0

I read various lines from a CSV file like this:

f1 = open(current_csv, 'rb')
table = f1.readlines()
f1.close()

So essentially any single line in table is something like this:

line = b' G\xe4rmanword:           123,45\r\n'

which type tells me is bytes, but I need to work around with .replace so I'm turning it into a string: line = str(line), but now line turned into

"b' G\\xe4rmanword:           123,45\\r\\n'"

with and added \ before every \. However, with print(line), they don't show up, but if I want to turn \xe4 into ae (alternative way of writing ä) with line = line.replace('\xe4', 'ae') this just does nothing. Using '\\xe4' works, however. But I would have expected that the first one just turns \\xe4 into \ae instead of just doing nothing, and the second option, while working, relies on my defining a new definition for the replacement for ä, both of which I'd rather avoid.

### Given task 1
In the records below, repeat word for word every line from the one containing "of the person" up to and including the one containing "column 710, row 261".

### Dataset entries
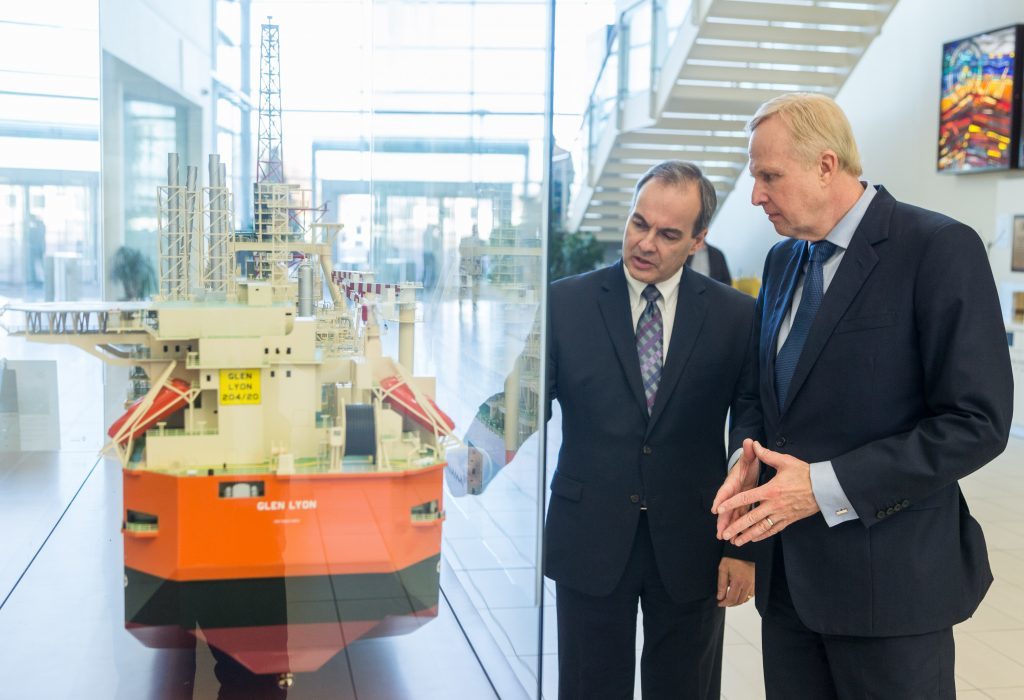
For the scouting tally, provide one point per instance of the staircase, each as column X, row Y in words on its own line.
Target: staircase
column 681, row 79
* * *
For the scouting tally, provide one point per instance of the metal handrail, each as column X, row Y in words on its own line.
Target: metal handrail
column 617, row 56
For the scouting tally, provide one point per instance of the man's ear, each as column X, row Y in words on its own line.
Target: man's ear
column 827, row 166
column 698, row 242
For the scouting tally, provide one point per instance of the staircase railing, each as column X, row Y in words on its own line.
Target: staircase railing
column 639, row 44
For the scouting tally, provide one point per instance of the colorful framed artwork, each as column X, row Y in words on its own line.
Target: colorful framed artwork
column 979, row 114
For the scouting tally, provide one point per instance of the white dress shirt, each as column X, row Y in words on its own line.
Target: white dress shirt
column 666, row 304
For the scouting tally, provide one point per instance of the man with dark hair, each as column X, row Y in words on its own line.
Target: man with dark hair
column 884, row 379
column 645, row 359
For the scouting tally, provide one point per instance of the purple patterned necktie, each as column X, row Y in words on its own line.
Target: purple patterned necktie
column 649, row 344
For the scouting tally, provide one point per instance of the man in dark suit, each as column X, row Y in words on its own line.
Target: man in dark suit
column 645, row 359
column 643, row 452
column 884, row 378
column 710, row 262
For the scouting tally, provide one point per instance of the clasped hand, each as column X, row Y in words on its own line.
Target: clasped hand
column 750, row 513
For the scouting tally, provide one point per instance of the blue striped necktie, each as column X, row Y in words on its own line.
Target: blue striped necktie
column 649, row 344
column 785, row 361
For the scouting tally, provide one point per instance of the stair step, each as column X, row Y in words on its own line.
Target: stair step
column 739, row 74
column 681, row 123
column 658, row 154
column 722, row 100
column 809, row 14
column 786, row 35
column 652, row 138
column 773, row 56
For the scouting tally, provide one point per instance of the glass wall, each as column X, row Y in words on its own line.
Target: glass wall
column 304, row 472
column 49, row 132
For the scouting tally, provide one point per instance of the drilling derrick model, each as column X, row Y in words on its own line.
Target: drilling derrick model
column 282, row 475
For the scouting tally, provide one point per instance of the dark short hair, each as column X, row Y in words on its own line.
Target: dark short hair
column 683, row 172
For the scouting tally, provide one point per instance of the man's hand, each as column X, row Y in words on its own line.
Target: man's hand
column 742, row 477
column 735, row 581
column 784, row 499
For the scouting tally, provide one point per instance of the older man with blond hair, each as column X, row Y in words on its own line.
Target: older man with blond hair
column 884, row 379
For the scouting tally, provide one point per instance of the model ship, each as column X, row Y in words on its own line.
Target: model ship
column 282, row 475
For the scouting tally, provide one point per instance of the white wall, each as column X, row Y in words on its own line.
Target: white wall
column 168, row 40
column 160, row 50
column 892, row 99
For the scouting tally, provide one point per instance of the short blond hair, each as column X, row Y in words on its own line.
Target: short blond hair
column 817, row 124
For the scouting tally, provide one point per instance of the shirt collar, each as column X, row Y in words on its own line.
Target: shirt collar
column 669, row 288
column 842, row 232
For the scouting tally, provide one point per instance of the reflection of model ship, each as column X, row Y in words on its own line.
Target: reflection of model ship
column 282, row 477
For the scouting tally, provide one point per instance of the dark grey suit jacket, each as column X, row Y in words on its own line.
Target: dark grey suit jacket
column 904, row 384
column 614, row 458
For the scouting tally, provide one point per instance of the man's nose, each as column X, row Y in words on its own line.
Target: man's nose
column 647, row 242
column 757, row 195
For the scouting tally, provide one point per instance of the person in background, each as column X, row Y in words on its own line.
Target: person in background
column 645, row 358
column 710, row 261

### Given task 2
Copy the part of the CSV-reading post above that runs from "which type tells" up to and including "I'd rather avoid.", unchanged.

### Exercise result 1
For the scouting tally, provide one point per instance of the person in background, each as column X, row Y in words on its own line.
Target: person in background
column 645, row 358
column 710, row 261

### Exercise result 2
which type tells me is bytes, but I need to work around with .replace so I'm turning it into a string: line = str(line), but now line turned into

"b' G\\xe4rmanword:           123,45\\r\\n'"

with and added \ before every \. However, with print(line), they don't show up, but if I want to turn \xe4 into ae (alternative way of writing ä) with line = line.replace('\xe4', 'ae') this just does nothing. Using '\\xe4' works, however. But I would have expected that the first one just turns \\xe4 into \ae instead of just doing nothing, and the second option, while working, relies on my defining a new definition for the replacement for ä, both of which I'd rather avoid.